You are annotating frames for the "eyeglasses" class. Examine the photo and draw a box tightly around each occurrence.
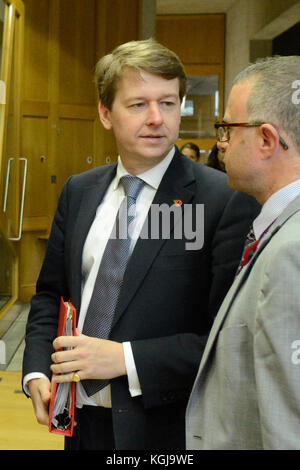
[215,122,289,150]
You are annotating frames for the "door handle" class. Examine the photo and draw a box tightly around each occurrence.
[9,158,27,242]
[3,157,14,212]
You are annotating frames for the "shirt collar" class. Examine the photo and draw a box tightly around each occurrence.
[112,146,175,190]
[253,179,300,240]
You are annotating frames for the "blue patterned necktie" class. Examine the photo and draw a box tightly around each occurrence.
[81,176,144,396]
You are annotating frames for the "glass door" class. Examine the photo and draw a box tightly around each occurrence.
[0,0,27,317]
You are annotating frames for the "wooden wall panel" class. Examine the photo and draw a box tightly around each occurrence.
[23,0,49,101]
[22,116,50,219]
[59,0,96,104]
[156,15,225,64]
[102,0,139,54]
[56,119,95,195]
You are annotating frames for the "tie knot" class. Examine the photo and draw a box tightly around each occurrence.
[121,176,145,199]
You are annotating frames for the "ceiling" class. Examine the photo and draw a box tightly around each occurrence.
[156,0,236,15]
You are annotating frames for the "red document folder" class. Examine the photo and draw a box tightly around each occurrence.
[49,298,76,436]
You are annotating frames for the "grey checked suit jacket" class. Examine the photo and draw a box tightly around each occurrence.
[186,196,300,450]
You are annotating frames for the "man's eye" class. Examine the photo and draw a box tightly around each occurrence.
[131,103,145,109]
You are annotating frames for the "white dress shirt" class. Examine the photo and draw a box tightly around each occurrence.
[253,179,300,240]
[23,147,175,408]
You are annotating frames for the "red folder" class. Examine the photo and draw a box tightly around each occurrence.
[49,297,76,436]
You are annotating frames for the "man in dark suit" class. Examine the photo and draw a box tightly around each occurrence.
[23,40,258,449]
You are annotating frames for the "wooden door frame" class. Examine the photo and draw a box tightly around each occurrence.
[0,0,25,318]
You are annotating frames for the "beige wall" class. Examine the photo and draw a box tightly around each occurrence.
[225,0,300,103]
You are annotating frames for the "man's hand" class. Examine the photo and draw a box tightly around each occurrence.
[28,377,50,426]
[51,334,127,383]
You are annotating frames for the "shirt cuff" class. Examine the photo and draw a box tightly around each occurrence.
[23,372,47,397]
[122,342,142,397]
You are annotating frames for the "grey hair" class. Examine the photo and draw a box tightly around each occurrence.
[233,56,300,153]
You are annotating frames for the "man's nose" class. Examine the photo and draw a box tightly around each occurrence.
[146,103,163,126]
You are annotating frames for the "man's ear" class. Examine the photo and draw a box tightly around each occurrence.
[259,123,280,158]
[98,101,112,131]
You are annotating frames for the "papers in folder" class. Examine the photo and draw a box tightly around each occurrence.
[49,298,76,436]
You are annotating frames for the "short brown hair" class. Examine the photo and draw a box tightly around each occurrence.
[95,39,187,110]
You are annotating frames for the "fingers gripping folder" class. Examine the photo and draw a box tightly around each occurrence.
[49,298,76,436]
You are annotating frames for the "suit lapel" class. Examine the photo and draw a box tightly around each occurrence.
[198,196,300,375]
[71,165,116,310]
[113,152,195,326]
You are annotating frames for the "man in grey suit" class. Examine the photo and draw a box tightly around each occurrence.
[186,57,300,449]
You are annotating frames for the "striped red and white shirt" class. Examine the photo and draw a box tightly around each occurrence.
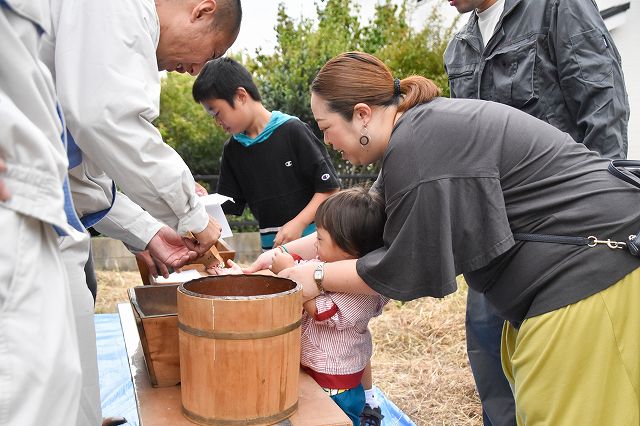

----------------

Rewrite every line from the start of the items above through the line with "[121,176,145,199]", requests included, scaling each box coordinate in the answers by 0.7 and rounding to whole numbers with halves going up. Omit the pictures.

You are annotating frames for the "eyeglasses" class. Examine the photo and draw a box tightly around each occurrence.
[151,85,202,105]
You are annotating frames for the "door handle" class. Examine the photo and draw a box tightly around each occurrence.
[6,111,19,169]
[2,110,10,148]
You are annotating frames for the "shirt collar" class. Examine the photo and draw a box tightly around each occurrence.
[78,102,123,133]
[177,125,210,168]
You are annotating frames for the "blue patterned necktie" class. Examine the photo and draw a box tightly around each occurrence.
[57,123,101,277]
You are annotating frames for the "glass door" class. Examine the photo and draw a box tightly around each occurrence.
[0,0,19,222]
You are annotating frames for the "wooden wall panel" class. Examine the photo and draw a box tightly around each occurrence.
[16,0,34,71]
[15,81,35,153]
[41,0,67,73]
[109,11,158,45]
[71,0,97,38]
[39,83,67,137]
You are annotating frames for the "tie knot" class. Examine the photo and draw a box tightly around each occurrence.
[85,123,102,139]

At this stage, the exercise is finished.